* What is being asked
Recast the data from the start through the line containing "<point>161,96</point>" as a two-column CSV with the headers instruction and points, one row per instruction paired with all of its points. Put each field in quotes, replace line breaks with spaces, and leave out the pictures.

_ _ _ _ _ _ _

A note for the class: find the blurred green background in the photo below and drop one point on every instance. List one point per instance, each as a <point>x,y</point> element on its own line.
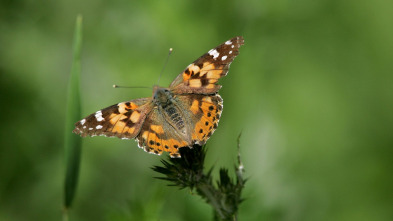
<point>311,91</point>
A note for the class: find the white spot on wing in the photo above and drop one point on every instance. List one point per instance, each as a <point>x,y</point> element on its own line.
<point>99,116</point>
<point>214,53</point>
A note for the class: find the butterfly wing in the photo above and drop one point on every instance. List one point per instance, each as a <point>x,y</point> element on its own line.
<point>123,120</point>
<point>157,135</point>
<point>203,112</point>
<point>202,75</point>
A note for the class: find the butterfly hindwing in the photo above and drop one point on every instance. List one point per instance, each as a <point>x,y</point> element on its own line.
<point>122,120</point>
<point>157,135</point>
<point>202,75</point>
<point>203,112</point>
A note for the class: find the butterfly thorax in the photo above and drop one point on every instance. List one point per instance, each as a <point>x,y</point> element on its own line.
<point>164,101</point>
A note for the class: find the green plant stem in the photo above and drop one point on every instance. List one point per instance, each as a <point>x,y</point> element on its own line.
<point>209,192</point>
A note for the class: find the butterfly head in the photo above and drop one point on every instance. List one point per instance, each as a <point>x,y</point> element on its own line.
<point>161,96</point>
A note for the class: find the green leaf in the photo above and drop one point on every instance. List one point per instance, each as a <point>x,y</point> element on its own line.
<point>72,142</point>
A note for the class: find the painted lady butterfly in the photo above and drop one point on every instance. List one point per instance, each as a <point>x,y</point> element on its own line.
<point>184,114</point>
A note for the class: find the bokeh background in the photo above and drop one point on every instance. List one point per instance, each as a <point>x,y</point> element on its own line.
<point>311,91</point>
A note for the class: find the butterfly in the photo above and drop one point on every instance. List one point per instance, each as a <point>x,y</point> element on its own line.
<point>184,114</point>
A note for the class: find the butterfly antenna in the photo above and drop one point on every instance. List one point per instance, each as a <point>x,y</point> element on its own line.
<point>118,86</point>
<point>166,62</point>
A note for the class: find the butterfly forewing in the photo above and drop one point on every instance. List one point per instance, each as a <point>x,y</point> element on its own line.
<point>122,120</point>
<point>202,75</point>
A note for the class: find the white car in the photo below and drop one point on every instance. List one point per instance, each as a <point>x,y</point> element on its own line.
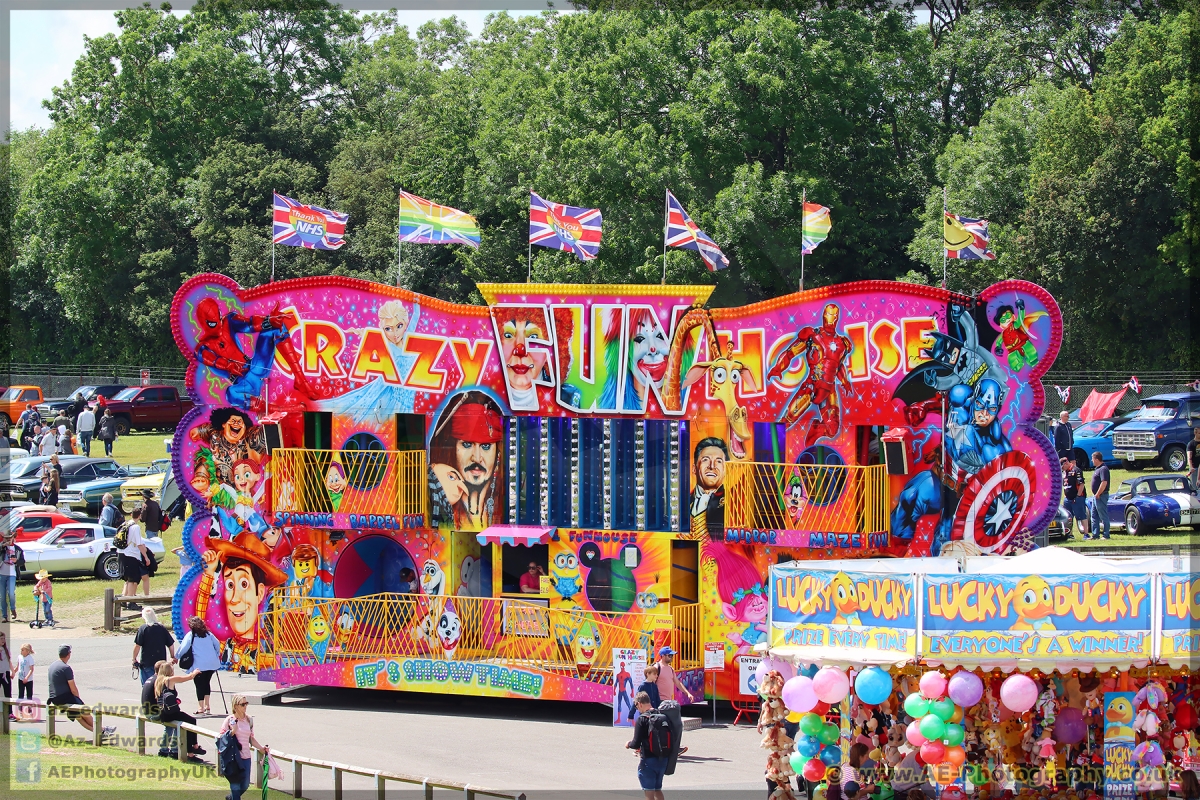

_ _ _ _ _ _ _

* Task answer
instruction,points
"A note for the class: find the blurred green background in the photo below and drop one point on every instance. List one point per instance, each as a <point>x,y</point> element on its own line.","<point>311,91</point>"
"A note for the class: find the white spot on wing in the photo above and drop one point on every instance. List one point per instance, each as a <point>x,y</point> element on its own line.","<point>99,116</point> <point>214,53</point>"
"A note for the class: find the butterfly wing in the photo above and drop one point on every instance. List one point per instance, each as a <point>x,y</point> element on its own line.","<point>123,120</point> <point>157,135</point> <point>203,112</point> <point>202,75</point>"
"A note for the class: find the butterfly hindwing in the photo above and drop one point on every instance. List one point per instance, each as a <point>x,y</point> element on its own line.","<point>122,120</point> <point>157,135</point> <point>202,75</point> <point>203,112</point>"
"A note for the class: find the butterfly thorax in the photo above and drop one point on every instance. List one point per instance, each as a <point>x,y</point> element on its own line.","<point>164,101</point>"
"A note for the class: find the green plant stem in the photo above and drop one point on every instance. List one point per instance, each as a <point>x,y</point> element on its own line.","<point>209,192</point>"
"A note for the class: find the butterfly head in the photo above and drop one point on every instance. List one point per instance, each as a <point>x,y</point> element on its own line.","<point>161,96</point>"